**TEXTE FOURNI:**
--- --- ---
Entretien avec Tom Huckabee
Tom Huckabee est un scénariste et réalisateur américain. Il est notamment l'auteur du film Taking Tiger Mountain (1983), un film de science-fiction en found footage dont l'action se déroule dans le monde du livre de William Burroughs Le Porte Lame (Blade Runner).
Bonjour Tom. Peut-être que nous pouvons commencer avec le point d' intersection le plus simple... Qu'est-ce qui vous intéressait dans les travaux de Burroughs ?
La valeur de Burroughs pour moi, c'est qu'il était à la limite entre l'acceptable et le non acceptable, qu'il était un explorateur des mondes dangereux. Il y avait par procuration un frisson transgressif dans son travail, par le thème et la forme... des idées qui stimulaient la pensée, qui élargissaient votre esprit. Mais tout comme pour l'acide, ce qui était amusant pendant huit heures ne signifiait pas forcement que vous vouliez que cela dure pour toujours. Ma zone de confort réelle, au niveau philosophique, est plus avec Bob Dylan, John Lennon, Tim Leary, William Faulkner, Herman Hesse. Je n'ai jamais été dans les opiacés, les jeunes garçons ou le roman noir !
L' idée que vous aviez – de ne pas faire une adaptation, mais un film dans le monde du roman de Burroughs – est très intéressante. Vous est-elle venue à l'esprit avant que vous n'ayez vu la séquence de Smith, ou après?
--- --- ---
**LISTE DES DONNÉES:**

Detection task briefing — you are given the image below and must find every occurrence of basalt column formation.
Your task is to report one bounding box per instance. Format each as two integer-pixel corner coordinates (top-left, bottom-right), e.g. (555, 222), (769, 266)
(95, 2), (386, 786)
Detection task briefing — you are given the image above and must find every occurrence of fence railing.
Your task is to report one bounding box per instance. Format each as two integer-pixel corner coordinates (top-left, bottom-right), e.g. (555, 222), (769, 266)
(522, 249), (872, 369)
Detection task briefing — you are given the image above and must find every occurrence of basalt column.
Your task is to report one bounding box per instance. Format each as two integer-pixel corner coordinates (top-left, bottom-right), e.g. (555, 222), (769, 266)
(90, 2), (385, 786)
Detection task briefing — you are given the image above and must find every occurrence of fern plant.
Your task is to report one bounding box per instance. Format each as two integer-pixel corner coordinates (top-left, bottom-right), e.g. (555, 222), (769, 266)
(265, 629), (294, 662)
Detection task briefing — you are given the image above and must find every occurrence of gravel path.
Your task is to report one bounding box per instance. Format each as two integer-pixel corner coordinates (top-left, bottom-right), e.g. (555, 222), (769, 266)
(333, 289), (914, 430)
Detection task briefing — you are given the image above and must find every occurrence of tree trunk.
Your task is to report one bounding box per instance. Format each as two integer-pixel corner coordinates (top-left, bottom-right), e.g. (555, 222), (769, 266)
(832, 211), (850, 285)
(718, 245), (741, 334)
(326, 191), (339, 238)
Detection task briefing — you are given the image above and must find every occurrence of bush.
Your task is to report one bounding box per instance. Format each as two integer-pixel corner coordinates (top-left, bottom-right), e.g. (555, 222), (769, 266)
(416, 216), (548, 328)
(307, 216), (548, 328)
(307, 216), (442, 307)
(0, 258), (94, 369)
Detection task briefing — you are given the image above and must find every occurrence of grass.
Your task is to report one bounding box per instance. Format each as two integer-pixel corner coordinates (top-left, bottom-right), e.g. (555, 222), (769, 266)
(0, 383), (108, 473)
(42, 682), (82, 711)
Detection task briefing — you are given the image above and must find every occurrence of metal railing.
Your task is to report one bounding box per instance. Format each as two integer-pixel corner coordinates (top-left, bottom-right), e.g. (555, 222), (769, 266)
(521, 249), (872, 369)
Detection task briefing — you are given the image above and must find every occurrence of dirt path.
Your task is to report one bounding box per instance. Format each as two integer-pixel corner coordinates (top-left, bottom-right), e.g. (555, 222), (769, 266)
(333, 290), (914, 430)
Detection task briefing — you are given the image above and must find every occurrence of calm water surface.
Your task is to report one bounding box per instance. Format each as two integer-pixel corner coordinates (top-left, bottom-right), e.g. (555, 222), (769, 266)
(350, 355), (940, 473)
--- --- ---
**CONSIGNES:**
(a) D'après l'entretien, dans l'univers de quel livre de William Burroughs se déroule l'action de Taking Tiger Mountain ?
(b) Renvoyez sans aucune modification le passage de l'entretien qui va de « Entretien avec Tom » jusqu'à « Lame (Blade Runner). ».

**RÉPONSES RÉDIGÉES:**
(a) Dans l'univers du livre Le Porte Lame (Blade Runner).

(b)
Entretien avec Tom Huckabee
Tom Huckabee est un scénariste et réalisateur américain. Il est notamment l'auteur du film Taking Tiger Mountain (1983), un film de science-fiction en found footage dont l'action se déroule dans le monde du livre de William Burroughs Le Porte Lame (Blade Runner).